Data entries:

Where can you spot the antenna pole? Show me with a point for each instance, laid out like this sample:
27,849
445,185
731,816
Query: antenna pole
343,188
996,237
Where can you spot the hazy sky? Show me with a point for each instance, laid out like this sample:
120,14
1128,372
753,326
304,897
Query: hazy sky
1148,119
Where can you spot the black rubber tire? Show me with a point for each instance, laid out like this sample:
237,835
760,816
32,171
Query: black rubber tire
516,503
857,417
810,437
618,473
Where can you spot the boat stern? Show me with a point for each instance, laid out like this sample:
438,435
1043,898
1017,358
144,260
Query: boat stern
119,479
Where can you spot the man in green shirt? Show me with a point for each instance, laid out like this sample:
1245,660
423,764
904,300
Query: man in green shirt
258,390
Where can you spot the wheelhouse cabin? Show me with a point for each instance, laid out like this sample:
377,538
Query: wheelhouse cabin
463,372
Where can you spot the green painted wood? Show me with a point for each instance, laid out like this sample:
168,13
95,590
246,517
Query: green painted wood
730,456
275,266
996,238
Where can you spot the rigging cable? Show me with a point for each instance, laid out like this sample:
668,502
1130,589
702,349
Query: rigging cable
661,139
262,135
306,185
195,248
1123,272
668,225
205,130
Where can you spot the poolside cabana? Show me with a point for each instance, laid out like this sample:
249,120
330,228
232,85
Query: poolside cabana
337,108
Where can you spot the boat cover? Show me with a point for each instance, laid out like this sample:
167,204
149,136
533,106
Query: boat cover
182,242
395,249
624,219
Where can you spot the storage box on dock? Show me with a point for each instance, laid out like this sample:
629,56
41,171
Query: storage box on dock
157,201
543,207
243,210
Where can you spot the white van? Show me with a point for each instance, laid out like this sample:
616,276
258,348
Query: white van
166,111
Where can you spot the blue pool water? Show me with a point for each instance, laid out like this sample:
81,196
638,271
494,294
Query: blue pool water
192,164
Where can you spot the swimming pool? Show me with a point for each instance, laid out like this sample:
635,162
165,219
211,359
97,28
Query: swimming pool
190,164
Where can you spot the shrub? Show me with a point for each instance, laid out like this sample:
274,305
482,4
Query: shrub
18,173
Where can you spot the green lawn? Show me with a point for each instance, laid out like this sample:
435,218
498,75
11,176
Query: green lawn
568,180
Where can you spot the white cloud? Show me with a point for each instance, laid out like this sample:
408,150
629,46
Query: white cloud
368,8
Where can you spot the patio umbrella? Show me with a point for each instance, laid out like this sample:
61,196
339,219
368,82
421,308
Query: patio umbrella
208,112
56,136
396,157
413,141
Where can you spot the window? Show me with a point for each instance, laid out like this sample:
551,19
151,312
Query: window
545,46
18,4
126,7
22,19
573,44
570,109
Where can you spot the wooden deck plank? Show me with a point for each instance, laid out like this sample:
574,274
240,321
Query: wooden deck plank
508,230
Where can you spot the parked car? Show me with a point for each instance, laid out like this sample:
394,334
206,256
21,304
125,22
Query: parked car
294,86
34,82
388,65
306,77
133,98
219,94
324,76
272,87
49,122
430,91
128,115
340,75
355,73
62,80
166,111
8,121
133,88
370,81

**What you should do**: Restate the records, all of them, precisely as written.

**Response**:
Where can you spot the antenna pole? Show me with a point for each instance, laid out like this sample:
27,849
445,185
731,816
Query: antenna pole
343,188
996,237
Where can you spot the hazy sky? Show me with a point for each instance, laid out like this sample:
120,14
1128,372
753,326
304,897
Query: hazy sky
1148,119
Where can you spot the black rubber tire? Show me with a point for each instance, laid out like this sample:
237,835
760,816
32,171
Query: black rubber tire
516,503
857,417
810,437
618,473
Where can you spot the boat stern? Show me with a point for each instance, laid out like this sample:
438,435
1043,898
1017,358
144,260
Query: boat stern
119,479
Where can you spot the man in green shirt? Show me with a point for each instance, laid out like this sample:
1245,660
423,764
904,300
Query: man in green shirt
258,390
Where can you spot the wheelhouse cabin? Show me with a point for each instance, laid out like this sample:
377,538
Query: wheelhouse cabin
463,372
Where can you spot the green painted wood? Show me with a point for each instance, laid out like this sample:
168,13
95,590
246,517
Query: green painted wood
730,456
275,266
996,238
Where can you spot the rigging cable? Show me with a point for each instance, laid out like this sample:
668,502
1130,589
702,349
Query: rigging cable
661,139
262,135
306,185
195,248
1123,272
668,225
205,130
Where can you spot the poolside cabana? Show me with a point for each instance, laid out like this sample:
249,120
330,228
232,85
Query: poolside cabana
337,108
Where can you spot the boat cover? Show me with a point for each instance, laid out like this sample:
167,204
149,136
533,106
Query: boat cover
182,242
395,249
624,219
Where can you spot the storage box on dock? Show me with a point for each instance, laid out like this sample:
629,56
41,171
Query: storage box on dock
157,201
543,207
243,210
Where can you spot the white van? Show me with a point for each instance, laid out like this sample:
616,276
258,348
Query: white van
166,111
Where can you spot the blue pool water? Show me with a point for each instance, laid out like this sample:
81,196
638,271
494,294
Query: blue pool water
192,164
Where can you spot the swimming pool? Show me with a point for each instance, laid out like this sample:
635,162
165,219
211,359
97,28
Query: swimming pool
190,164
Where can you spot the shrub? Show me with a point for each instance, laid out like this sample:
274,305
482,4
Query: shrub
18,173
Where can you spot the green lawn? Show me with a point for each instance, laid out like this sample:
435,218
498,75
11,176
Query: green lawn
568,180
Where can you spot the white cloud? Show me with a point for each instance, laid out like this sample:
408,150
629,46
Query: white cloud
368,8
Where can you spot the patio umbrella? Show me with a point for each instance, laid out like this sample:
61,196
339,219
368,82
421,308
Query: patio umbrella
208,112
56,136
396,157
413,141
Where can you spot the window? Show me with a point for each instance, laid out like this sample:
551,19
151,312
Query: window
545,46
18,4
126,7
22,19
573,44
570,109
Where can you spot the wooden deck plank? Show me with a point for each instance, laid out like this sample:
574,274
240,321
Query: wooden deck plank
508,230
Where can you spot the parked car? Show me with a point for each instance, laid out like this sample:
394,334
206,256
21,304
125,22
Query: parked car
294,86
34,82
388,65
306,77
133,98
219,94
324,76
272,87
49,122
430,91
128,115
340,75
355,73
62,80
166,111
8,121
133,88
370,81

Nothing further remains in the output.